|
The latest TLPD version now includes ELO ratings for players. You can check them out here.
The resulting ranking is more or less "beta" right now, and the different variables used in the algorithm might change in the future (see below for more details).
Something everyone should know about ELO: it’s a 100% skill-based system. Success is not taken into account. Winning a game in the OSL finals or in the MBC prelims gives the exact same amount of points (provided the opponent is the same). We will probably get another rating system later, which will take success into account as well-- but ELO will most likely stay anyway.
So in the player index, there are two new distinct columns: - the "ELO" column gives the current ELO rating of the corresponding player: it can basically be seen as his "current strength" (again, pure skill-wise) and should evolve accordingly ; - the "ELO Peak" sorts players by the highest ELO rating they ever reached: this basically provides an easy way to spot which players were the most dominant at their time, but also when (clicking on their rating brings you to their "peak game").
For those knowledgeable about ELO, we currently use K = 40 for players who have played a limited amount of games (< 20), and K = 20 for the rest. However, nothing is set in stone in this regard-- it's kind of experimental and is likely to evolve.
I think that's it. A big thanks to gravity for all the help and the ELO lesson.
|
Awesome
|
Very nice
|
I don't think ELO would work out so well for OSL or MSL. In chess, they add rating points only for swiss or round robin tournaments. They never add or subtract points for knockout tournaments. But it will still be interesting to see.
|
Calgary25938 Posts
Nice.
It's interesting to try to draw conclusions from these ratings and see if history backs them up.
|
interesting. iloveoov was the most skilled BW player EVA.............
|
SweeT!
What does ELO stand for?
|
Good stuff! This matches quite well with intuition on who the best current players are.
On the first page (top 40) there are 16 terrans, 15 zerg, and 9 protoss. Surprisingly, almost as many zergs as terrans.
|
8716 Posts
On September 11 2007 04:55 polarwolf wrote: interesting. iloveoov was the most skilled BW player EVA.............
..? PoP already explained it best in the opening post: the highest peak shows the most dominant player. Skill isn't something that can be judged through something like an ELO ranking.
|
On September 11 2007 04:33 PoP wrote:
Something everyone should know about ELO: it’s a 100% skill-based system. Success is not taken into account.
|
Actually it only means that Oov's peak was the most ridiculous, which is a well known fact (although Savior came close to matching it).
You can say that Oov was the most skilled by far at that point, and that relatively to his opponents of the time he was the most dominant of them all, but comparing skills between two different "eras" is wrong imho, ELO or not.
|
In other words, the ELO value can be seen as a skill measure, while the peak one can be seen as a dominance measure. Sounds pretty accurate to me this way.
|
United States5262 Posts
ELO is the name of the guy who invented the system. Some Hungarian dude.

DATA PROVIDED:

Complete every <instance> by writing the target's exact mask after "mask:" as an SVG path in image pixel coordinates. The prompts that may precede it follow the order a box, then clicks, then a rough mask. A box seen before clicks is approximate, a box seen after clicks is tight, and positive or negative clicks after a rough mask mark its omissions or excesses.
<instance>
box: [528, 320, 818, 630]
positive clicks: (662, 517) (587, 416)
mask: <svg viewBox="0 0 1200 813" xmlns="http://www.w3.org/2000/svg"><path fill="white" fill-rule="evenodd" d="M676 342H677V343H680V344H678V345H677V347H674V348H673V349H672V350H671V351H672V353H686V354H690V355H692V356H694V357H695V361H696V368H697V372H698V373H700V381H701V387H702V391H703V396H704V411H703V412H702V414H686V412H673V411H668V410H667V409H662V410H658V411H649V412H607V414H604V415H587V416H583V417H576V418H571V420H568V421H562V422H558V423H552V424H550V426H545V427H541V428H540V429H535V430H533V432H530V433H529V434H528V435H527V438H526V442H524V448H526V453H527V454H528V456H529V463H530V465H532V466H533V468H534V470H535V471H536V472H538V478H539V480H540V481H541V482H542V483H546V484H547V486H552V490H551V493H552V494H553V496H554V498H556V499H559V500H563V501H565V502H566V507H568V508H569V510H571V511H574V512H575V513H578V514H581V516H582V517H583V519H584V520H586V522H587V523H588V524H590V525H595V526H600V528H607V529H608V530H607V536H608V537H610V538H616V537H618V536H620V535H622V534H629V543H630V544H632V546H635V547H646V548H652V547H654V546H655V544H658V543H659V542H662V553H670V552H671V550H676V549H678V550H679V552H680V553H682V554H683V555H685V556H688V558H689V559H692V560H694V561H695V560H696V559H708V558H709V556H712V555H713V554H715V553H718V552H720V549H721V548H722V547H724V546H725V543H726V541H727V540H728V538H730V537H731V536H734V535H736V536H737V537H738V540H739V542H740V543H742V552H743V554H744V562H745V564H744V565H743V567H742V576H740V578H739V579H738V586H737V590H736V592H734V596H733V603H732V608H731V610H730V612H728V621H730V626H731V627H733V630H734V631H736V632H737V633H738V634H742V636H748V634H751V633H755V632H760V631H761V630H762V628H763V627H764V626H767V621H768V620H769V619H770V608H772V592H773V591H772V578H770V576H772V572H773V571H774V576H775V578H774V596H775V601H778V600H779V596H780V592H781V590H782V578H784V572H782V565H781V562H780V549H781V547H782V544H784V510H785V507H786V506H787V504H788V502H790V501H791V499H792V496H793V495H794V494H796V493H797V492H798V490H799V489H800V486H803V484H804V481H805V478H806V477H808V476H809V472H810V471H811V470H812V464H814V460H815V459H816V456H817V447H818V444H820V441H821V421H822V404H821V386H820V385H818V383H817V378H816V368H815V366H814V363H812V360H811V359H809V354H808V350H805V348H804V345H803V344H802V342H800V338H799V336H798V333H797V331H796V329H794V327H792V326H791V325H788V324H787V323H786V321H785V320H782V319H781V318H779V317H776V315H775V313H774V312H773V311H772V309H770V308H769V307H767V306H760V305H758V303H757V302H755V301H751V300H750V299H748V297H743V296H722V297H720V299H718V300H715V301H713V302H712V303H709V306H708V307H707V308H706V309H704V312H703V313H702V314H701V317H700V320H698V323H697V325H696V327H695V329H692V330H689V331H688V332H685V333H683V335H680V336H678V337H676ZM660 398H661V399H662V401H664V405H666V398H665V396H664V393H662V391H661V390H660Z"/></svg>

WRITTEN TASK A:
Check these statements against the forum thread on TLPD's ELO ratings. For each, answer yes or no and quote the words from the thread that settle it.
(i) Against the same opponent, a win in the OSL finals earns more ELO points than a win in the MBC prelims.
(ii) Players with fewer than 20 games are currently rated with K = 40.
(iii) The first page (top 40) has more protoss players than zerg players.
WRITTEN TASK B: Carry on the forum thread about TLPD's ELO ratings, starting after its last post.

EXERCISE ANSWER A:
(i) No: "Winning a game in the OSL finals or in the MBC prelims gives the exact same amount of points (provided the opponent is the same)."
(ii) Yes: "we currently use K = 40 for players who have played a limited amount of games (< 20)"
(iii) No: "On the first page (top 40) there are 16 terrans, 15 zerg, and 9 protoss."

EXERCISE ANSWER B:
|
is awesome32244 Posts
|
51136 Posts
I find it funny that Boxer isn't even on the first page while someone like Darkelf is there.
|
GrandInquisitor
New York City13113 Posts
If I had known you guys were doing this I would have suggested Glicko-2, a modification of ELO ( http://en.wikipedia.org/wiki/Glicko_rating_system ) instead; it's what's used on XBox Live and allows for Ratings Uncertainty and volatility and measures like that, making it in general far more accurate than plain vanilla ELO
|
On September 11 2007 06:15 GTR-2-Go wrote:I find it funny that Boxer isn't even on the first page while someone like Darkelf is there. ditto Boxer isn't even on first page? we can't deny how skilled he is really darkelf... geez
|
Don't bash Elfie, he rocks.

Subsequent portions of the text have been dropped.